# Aim of the task:
Copy every line of the data exactly, keeping out any picture.

**** Data records

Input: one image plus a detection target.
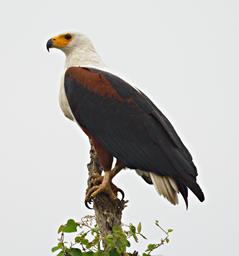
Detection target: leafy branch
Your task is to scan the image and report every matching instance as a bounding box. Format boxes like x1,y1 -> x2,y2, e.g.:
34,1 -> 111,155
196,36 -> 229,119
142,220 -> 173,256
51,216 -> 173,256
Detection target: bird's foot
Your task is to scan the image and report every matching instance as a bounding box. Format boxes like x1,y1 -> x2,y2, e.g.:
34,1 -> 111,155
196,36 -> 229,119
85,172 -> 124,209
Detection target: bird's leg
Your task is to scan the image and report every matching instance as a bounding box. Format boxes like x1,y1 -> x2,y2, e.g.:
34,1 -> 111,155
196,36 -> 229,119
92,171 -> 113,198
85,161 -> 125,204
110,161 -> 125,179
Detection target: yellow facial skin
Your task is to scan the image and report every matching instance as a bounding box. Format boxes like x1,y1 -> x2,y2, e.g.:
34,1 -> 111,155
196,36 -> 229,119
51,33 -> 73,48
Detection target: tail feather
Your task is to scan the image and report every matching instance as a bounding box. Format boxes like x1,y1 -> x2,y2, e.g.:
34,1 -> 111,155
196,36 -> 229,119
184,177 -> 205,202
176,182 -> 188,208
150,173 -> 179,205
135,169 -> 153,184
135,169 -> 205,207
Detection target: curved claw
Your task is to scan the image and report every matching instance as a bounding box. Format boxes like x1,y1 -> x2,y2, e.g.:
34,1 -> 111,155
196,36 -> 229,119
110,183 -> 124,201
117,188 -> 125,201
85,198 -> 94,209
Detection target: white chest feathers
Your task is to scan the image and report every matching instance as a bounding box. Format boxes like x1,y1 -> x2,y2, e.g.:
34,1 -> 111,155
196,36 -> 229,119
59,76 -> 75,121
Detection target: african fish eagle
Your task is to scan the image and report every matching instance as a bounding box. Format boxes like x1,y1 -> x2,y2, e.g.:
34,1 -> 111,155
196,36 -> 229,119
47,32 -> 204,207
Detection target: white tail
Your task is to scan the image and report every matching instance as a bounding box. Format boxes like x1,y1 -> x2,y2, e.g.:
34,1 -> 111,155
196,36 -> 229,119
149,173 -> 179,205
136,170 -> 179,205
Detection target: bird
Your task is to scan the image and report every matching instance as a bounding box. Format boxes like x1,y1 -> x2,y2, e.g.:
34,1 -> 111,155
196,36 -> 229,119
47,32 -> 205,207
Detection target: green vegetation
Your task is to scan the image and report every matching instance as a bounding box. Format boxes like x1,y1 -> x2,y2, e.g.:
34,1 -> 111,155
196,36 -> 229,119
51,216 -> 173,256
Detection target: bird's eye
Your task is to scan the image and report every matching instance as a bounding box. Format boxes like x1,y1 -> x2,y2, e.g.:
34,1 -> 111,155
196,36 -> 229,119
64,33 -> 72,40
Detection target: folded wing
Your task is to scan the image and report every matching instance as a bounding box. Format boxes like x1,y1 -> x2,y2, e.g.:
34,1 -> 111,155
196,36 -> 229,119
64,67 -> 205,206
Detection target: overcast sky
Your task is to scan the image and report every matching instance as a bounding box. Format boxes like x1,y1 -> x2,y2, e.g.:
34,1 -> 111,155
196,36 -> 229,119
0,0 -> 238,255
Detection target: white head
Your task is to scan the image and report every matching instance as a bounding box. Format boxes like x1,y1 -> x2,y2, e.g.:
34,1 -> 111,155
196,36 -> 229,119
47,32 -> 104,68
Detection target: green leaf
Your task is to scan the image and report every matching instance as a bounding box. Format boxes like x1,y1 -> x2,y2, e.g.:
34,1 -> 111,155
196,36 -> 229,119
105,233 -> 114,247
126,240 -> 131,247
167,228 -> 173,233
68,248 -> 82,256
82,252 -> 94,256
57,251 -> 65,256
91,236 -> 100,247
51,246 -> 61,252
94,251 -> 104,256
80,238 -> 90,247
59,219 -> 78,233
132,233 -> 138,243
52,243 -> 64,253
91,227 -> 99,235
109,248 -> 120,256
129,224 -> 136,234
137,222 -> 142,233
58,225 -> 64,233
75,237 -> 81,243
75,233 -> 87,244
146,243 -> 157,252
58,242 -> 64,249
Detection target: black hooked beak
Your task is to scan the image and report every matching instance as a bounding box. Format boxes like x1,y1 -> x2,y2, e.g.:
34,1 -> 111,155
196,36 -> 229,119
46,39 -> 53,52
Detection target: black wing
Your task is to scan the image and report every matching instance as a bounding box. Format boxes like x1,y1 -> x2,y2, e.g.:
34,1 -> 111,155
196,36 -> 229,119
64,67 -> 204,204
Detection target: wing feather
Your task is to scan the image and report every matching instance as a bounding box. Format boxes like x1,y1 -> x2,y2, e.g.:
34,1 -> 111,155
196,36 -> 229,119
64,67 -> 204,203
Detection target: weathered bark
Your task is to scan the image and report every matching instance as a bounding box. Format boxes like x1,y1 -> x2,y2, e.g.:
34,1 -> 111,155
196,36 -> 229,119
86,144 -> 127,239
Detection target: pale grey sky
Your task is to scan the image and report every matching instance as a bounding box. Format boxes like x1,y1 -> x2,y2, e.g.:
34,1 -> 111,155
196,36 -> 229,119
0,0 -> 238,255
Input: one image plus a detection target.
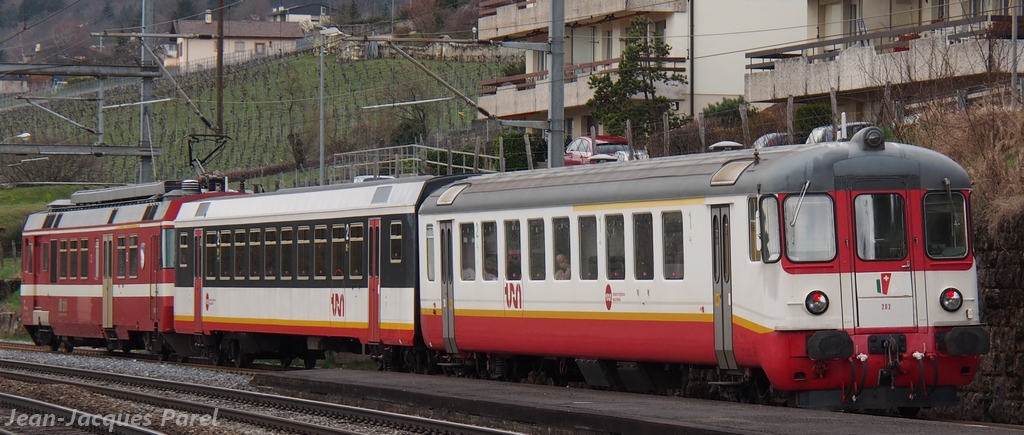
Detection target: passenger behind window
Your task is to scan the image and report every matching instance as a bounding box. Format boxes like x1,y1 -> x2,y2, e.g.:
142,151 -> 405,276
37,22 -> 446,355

********

# Solution for this problem:
Input: one image plus a detection target.
Detection target: leafy branch
Your task is to scan the image and report every matching instance as a bounding box. Format boxes like x1,y1 -> x2,y2, e.g.:
34,1 -> 111,155
196,36 -> 229,119
142,220 -> 173,256
51,216 -> 173,256
Detection target: bird's foot
Your task is to scan the image and report every matching instance as a bounding box. Format boxes like x1,y1 -> x2,y2, e.g.:
34,1 -> 111,155
196,36 -> 229,119
85,172 -> 124,209
Detection target: bird's leg
Your task is to scan the image and report every matching instance as a bounding box. Format boxes like x1,y1 -> x2,y2, e.g.:
34,1 -> 111,155
196,36 -> 229,119
92,171 -> 113,198
85,161 -> 125,204
110,161 -> 125,179
Detection target: yellow facial skin
Your task is to scan the image and report every matching instance as a bounding box. Format boxes like x1,y1 -> x2,y2, e.g.:
34,1 -> 111,155
196,36 -> 229,119
51,33 -> 73,48
Detection target: tail feather
Your task is to scan the image and report every matching instance as a bounding box. Format boxes like x1,y1 -> x2,y2, e.g.:
34,1 -> 111,155
196,36 -> 229,119
184,177 -> 205,202
176,182 -> 188,208
150,173 -> 179,205
135,169 -> 153,184
135,169 -> 205,207
Detection target: curved claw
Your task is to scan the image and report every matching instance as a bounding box. Format boxes like x1,y1 -> x2,y2, e.g.:
34,1 -> 111,155
196,36 -> 229,119
110,183 -> 124,201
117,188 -> 125,201
85,198 -> 94,209
Detection target: white chest feathers
Your task is to scan the image and report every matching instance as a bounding box. Format boxes like x1,y1 -> x2,y2, e.g.:
34,1 -> 111,155
196,36 -> 229,119
59,76 -> 75,121
Detection target: african fish eagle
Your task is to scan the image and report every matching instance as a bounding box. Format boxes like x1,y1 -> x2,y2, e.g.:
34,1 -> 111,155
196,36 -> 229,119
47,32 -> 204,207
Detection target: white tail
Your task is to scan the image and report every matching instance as a bounding box. Format boxes like x1,y1 -> x2,y2, e.g.:
34,1 -> 111,155
196,36 -> 229,119
149,173 -> 179,205
136,170 -> 179,205
Detection target: bird
Your task is to scan the image and report every matching instance as a bounding box. Format boxes like x1,y1 -> x2,y2, e.g.:
34,1 -> 111,155
196,36 -> 229,119
47,32 -> 205,207
Detection target: green vegetation
Your task is to scan the image and report every matching instance as a bounding box. Format boxes like x1,y1 -> x2,y2, e.g.:
34,1 -> 111,155
196,36 -> 229,119
51,216 -> 173,256
Detection target: bird's eye
Your task is to scan the image and report every matching instance as a bounding box. Format boxes like x1,y1 -> x2,y2, e.g.:
34,1 -> 111,155
196,36 -> 229,119
64,33 -> 72,40
Detection target: folded wing
Your task is to scan the image and report every matching instance as a bounding box. Format boxes like x1,y1 -> x2,y2, e.g.:
34,1 -> 111,155
196,36 -> 229,119
64,67 -> 205,206
Detection target: overcast sky
Your task is to scan the image and report every matching instance as a bounding box. Format boxes like x1,y1 -> x2,y2, e.g.:
34,1 -> 111,155
196,36 -> 229,119
0,0 -> 238,255
Detection target: white head
Your task is to scan the image and report every matching instance as a bounding box. Format boxes like x1,y1 -> x2,y2, e.g.:
34,1 -> 111,155
196,36 -> 229,119
47,32 -> 104,68
Detection target: green leaf
Your task is to scan the image and report every matching instance as a bounding box. Format boxes like x1,y1 -> x2,y2, e.g.:
34,1 -> 111,155
196,36 -> 229,119
105,233 -> 114,247
126,240 -> 131,247
167,228 -> 173,233
68,248 -> 82,256
82,252 -> 94,256
57,251 -> 65,256
91,236 -> 100,247
51,246 -> 61,252
94,251 -> 104,256
80,238 -> 90,247
59,219 -> 78,233
132,233 -> 138,243
52,243 -> 64,253
91,227 -> 99,235
109,248 -> 120,256
129,224 -> 136,234
137,222 -> 142,233
58,225 -> 64,233
75,237 -> 81,243
75,233 -> 87,244
146,243 -> 157,252
58,242 -> 64,249
Detection target: black hooked beak
Your task is to scan the image and report every matching instance as a bounding box. Format boxes like x1,y1 -> x2,y2, e.g.:
34,1 -> 111,155
196,36 -> 229,119
46,39 -> 53,52
Detection target: black wing
Your task is to scan the image and report every matching instance as a bounding box. Format boxes like x1,y1 -> x2,y2, e.g.:
34,1 -> 111,155
196,36 -> 229,119
64,67 -> 204,204
Detection target: wing feather
Your task is to scan the image and report every matching instance as a bounding box. Format boxes like x1,y1 -> x2,y2, e.g.:
34,1 -> 111,155
196,36 -> 229,119
64,67 -> 204,203
Detection target: weathered bark
Your task is to scan the image and report every matching instance as a bounding box. Format boxes like x1,y1 -> x2,y2, e.g.:
34,1 -> 111,155
196,36 -> 229,119
86,144 -> 127,239
Detection target: pale grey sky
Your task is to scan the image and report every matching instance as a bounding box. Format boxes like x1,y1 -> x2,y2, e.g.:
34,1 -> 111,155
196,36 -> 229,119
0,0 -> 238,255
Input: one image plus a detection target.
Detection target: passenger behind window
Your task is to scan the image and report every matching instance as a bounding box. Format boxes like x1,y1 -> x2,y2, e.g.:
142,151 -> 405,276
37,22 -> 446,355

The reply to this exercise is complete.